Aim of the task:
Repeat only the lines from the one holding "Please indicate the horse mane" down to the last line of the listing below, including both of those lines.

[Named-object pointing records]
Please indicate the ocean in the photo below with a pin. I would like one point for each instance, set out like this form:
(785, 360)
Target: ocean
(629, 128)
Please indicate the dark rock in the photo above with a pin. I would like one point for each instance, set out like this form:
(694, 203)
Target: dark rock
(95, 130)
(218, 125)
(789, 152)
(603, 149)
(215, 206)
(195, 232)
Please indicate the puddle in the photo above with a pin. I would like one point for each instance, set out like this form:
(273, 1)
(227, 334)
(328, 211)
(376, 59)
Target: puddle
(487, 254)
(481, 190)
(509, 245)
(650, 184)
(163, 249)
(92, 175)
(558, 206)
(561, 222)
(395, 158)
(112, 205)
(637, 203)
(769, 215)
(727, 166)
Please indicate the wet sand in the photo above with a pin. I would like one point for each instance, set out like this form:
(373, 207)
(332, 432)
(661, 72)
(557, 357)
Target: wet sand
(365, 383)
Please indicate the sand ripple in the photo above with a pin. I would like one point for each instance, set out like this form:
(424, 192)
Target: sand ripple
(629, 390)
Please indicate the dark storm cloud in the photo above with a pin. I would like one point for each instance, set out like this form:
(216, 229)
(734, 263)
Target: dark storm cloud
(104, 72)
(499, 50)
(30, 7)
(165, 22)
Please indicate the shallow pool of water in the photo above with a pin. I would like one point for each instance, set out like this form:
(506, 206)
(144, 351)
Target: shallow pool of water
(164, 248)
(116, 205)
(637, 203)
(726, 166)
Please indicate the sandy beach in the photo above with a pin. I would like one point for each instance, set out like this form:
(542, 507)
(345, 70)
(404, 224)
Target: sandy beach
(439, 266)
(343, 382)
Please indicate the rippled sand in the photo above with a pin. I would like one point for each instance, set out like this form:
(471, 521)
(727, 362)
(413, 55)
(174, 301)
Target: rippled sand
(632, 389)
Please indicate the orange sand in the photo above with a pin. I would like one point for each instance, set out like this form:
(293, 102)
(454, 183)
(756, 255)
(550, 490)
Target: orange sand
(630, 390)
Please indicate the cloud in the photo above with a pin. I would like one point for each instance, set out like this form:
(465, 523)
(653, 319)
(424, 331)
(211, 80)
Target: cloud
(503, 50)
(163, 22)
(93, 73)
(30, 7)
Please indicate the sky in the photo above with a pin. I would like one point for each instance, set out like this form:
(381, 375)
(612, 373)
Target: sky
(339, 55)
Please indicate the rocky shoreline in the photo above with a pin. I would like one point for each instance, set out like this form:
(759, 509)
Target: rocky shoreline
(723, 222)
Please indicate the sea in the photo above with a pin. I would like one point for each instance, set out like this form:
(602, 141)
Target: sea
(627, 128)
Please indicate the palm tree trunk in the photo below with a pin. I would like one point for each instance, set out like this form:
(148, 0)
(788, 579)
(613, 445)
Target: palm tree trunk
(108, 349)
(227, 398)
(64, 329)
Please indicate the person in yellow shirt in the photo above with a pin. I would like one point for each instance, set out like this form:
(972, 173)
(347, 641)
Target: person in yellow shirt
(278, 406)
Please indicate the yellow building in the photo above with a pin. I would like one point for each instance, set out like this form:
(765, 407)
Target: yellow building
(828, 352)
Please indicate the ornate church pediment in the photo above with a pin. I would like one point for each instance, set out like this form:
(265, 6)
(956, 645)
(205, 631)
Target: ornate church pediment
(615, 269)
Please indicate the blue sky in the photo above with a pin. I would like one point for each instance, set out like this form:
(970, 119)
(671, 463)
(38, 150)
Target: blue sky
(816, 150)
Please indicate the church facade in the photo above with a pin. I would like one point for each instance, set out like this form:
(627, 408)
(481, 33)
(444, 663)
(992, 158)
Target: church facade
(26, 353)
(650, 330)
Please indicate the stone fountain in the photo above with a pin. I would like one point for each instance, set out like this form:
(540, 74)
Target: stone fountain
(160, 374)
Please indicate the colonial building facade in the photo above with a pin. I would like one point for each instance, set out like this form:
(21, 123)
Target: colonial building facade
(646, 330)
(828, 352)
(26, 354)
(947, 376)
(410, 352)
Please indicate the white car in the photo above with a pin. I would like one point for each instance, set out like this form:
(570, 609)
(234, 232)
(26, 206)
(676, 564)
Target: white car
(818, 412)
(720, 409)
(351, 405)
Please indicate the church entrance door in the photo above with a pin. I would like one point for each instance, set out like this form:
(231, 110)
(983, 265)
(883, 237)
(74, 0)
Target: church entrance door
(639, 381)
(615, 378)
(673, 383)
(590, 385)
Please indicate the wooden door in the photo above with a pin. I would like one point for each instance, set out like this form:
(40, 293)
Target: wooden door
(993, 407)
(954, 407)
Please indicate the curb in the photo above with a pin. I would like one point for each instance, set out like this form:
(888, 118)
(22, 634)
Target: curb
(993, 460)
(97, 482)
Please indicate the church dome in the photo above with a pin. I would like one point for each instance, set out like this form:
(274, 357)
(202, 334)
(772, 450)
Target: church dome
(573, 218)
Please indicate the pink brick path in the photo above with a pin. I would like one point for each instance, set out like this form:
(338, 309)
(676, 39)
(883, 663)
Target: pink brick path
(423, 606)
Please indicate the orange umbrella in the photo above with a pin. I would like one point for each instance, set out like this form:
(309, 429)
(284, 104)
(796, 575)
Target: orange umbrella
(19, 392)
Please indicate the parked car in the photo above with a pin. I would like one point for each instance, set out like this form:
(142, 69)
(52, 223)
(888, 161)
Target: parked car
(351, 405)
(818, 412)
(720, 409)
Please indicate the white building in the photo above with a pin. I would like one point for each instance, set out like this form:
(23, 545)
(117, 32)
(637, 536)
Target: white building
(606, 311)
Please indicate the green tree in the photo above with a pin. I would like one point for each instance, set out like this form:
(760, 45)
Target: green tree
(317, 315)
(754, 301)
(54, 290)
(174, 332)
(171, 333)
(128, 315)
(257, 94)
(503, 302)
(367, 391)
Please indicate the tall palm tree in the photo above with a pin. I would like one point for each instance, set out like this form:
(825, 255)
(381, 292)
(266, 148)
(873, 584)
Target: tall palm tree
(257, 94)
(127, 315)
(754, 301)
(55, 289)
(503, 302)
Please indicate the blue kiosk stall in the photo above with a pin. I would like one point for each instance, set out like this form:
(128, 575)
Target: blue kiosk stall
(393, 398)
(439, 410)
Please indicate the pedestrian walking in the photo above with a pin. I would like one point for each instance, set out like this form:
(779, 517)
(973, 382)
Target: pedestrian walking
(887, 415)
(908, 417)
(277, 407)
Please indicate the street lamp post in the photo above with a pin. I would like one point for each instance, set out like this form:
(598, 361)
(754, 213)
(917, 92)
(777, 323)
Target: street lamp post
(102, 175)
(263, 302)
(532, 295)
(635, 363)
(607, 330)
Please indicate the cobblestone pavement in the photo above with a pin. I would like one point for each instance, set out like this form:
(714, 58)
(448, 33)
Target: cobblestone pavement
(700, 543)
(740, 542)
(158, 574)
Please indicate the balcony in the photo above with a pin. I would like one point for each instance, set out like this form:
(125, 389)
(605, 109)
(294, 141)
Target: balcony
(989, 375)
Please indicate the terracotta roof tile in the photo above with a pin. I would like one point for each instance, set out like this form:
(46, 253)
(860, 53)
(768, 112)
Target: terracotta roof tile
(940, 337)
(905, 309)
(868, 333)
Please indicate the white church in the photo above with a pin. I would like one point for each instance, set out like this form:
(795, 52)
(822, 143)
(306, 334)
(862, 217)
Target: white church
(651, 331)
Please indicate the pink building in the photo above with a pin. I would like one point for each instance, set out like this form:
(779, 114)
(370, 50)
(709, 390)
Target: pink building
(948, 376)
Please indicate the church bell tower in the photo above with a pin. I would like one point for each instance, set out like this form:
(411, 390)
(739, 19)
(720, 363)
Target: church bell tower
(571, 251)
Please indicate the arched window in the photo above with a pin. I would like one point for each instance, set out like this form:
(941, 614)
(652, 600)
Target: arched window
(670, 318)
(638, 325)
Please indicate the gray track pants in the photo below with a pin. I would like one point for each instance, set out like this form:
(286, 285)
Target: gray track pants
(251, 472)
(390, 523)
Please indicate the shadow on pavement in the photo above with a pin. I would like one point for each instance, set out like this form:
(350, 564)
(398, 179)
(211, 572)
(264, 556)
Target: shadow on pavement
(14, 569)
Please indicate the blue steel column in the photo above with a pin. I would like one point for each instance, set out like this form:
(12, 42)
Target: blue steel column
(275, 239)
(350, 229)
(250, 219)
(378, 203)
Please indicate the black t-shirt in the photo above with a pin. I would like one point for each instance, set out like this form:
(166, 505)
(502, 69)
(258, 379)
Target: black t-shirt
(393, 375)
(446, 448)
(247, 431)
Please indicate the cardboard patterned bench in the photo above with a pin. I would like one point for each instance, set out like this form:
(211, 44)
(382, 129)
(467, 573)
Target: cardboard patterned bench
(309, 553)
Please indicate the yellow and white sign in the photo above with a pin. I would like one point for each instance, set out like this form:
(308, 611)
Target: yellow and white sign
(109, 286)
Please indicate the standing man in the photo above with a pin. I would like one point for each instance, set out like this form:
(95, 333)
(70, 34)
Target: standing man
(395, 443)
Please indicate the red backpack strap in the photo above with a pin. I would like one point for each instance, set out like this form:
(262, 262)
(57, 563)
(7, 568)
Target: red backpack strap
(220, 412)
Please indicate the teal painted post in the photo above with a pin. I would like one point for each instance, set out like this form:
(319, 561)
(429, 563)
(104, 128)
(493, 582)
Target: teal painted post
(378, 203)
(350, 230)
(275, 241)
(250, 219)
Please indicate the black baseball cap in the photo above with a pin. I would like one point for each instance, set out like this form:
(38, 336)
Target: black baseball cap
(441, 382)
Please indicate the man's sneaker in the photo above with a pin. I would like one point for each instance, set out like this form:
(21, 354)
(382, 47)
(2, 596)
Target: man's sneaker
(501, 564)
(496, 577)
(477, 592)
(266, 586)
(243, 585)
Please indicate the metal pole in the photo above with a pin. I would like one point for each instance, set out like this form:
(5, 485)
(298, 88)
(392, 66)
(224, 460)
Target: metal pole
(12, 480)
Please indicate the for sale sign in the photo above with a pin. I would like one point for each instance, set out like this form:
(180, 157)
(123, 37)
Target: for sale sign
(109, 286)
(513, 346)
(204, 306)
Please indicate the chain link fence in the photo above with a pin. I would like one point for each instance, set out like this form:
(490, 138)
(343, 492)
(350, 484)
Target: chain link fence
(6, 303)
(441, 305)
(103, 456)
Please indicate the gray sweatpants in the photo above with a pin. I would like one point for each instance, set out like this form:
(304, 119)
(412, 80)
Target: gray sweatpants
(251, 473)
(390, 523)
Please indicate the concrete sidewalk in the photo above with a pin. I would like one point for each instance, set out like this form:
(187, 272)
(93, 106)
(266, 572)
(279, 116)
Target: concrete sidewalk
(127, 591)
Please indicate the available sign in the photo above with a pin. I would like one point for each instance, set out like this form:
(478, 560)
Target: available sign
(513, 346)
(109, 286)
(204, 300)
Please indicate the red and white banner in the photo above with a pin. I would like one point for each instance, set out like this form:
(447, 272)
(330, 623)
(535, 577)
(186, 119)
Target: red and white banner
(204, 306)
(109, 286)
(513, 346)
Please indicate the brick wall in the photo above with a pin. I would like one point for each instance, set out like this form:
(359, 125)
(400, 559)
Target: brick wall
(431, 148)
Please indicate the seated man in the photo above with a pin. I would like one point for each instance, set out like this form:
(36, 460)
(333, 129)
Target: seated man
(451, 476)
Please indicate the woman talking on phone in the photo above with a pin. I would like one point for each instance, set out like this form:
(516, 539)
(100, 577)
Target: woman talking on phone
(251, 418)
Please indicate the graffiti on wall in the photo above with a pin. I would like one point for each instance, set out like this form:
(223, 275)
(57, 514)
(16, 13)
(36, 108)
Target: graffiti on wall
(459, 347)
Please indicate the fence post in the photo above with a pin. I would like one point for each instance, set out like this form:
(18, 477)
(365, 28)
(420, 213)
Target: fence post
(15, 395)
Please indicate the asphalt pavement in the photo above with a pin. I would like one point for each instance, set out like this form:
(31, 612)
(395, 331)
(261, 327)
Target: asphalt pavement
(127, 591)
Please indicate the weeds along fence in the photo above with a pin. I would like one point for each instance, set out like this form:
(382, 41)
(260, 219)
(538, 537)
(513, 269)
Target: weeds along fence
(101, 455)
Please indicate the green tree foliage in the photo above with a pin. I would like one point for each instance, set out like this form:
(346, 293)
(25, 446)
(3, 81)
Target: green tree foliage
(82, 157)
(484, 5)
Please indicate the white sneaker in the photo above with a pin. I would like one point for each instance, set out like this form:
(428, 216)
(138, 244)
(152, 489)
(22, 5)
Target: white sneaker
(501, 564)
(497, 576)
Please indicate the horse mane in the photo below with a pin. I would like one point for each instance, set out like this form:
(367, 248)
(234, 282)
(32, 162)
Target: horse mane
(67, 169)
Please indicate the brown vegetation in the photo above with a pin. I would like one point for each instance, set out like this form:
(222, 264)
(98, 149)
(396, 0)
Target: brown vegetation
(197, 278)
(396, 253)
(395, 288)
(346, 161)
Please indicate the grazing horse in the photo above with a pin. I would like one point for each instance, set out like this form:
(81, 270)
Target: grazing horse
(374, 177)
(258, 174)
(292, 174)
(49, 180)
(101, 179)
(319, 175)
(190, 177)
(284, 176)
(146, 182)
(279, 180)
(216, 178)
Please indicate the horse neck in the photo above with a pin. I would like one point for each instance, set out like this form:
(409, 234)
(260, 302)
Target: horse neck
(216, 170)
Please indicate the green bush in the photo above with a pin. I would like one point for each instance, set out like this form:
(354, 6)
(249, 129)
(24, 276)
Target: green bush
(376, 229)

Written answer:
Please indicate the horse mane in the photo below with a pin. I would like one point for each instance, set out like this form:
(367, 248)
(234, 282)
(32, 162)
Target: horse mane
(67, 169)
Please indicate the brown vegetation in the photo above with a pin. I would like one point for each instance, set out like this form:
(222, 264)
(98, 149)
(396, 0)
Target: brown vegetation
(197, 278)
(396, 253)
(395, 288)
(346, 161)
Please indicate the grazing horse in the photo above with a pin. I would like one point for each instance, set out like this form:
(81, 270)
Target: grazing horse
(374, 177)
(258, 174)
(292, 174)
(49, 180)
(101, 179)
(319, 175)
(190, 177)
(284, 176)
(146, 182)
(279, 180)
(216, 178)
Please indicate the horse neck in the photo above with a pin. I would like one point for each instance, set out like this form:
(409, 234)
(260, 302)
Target: horse neck
(216, 170)
Please indicate the green bush in the photo above with a pin. I would like one point for each instance, set out like this form:
(354, 6)
(249, 129)
(24, 276)
Target: green bush
(376, 229)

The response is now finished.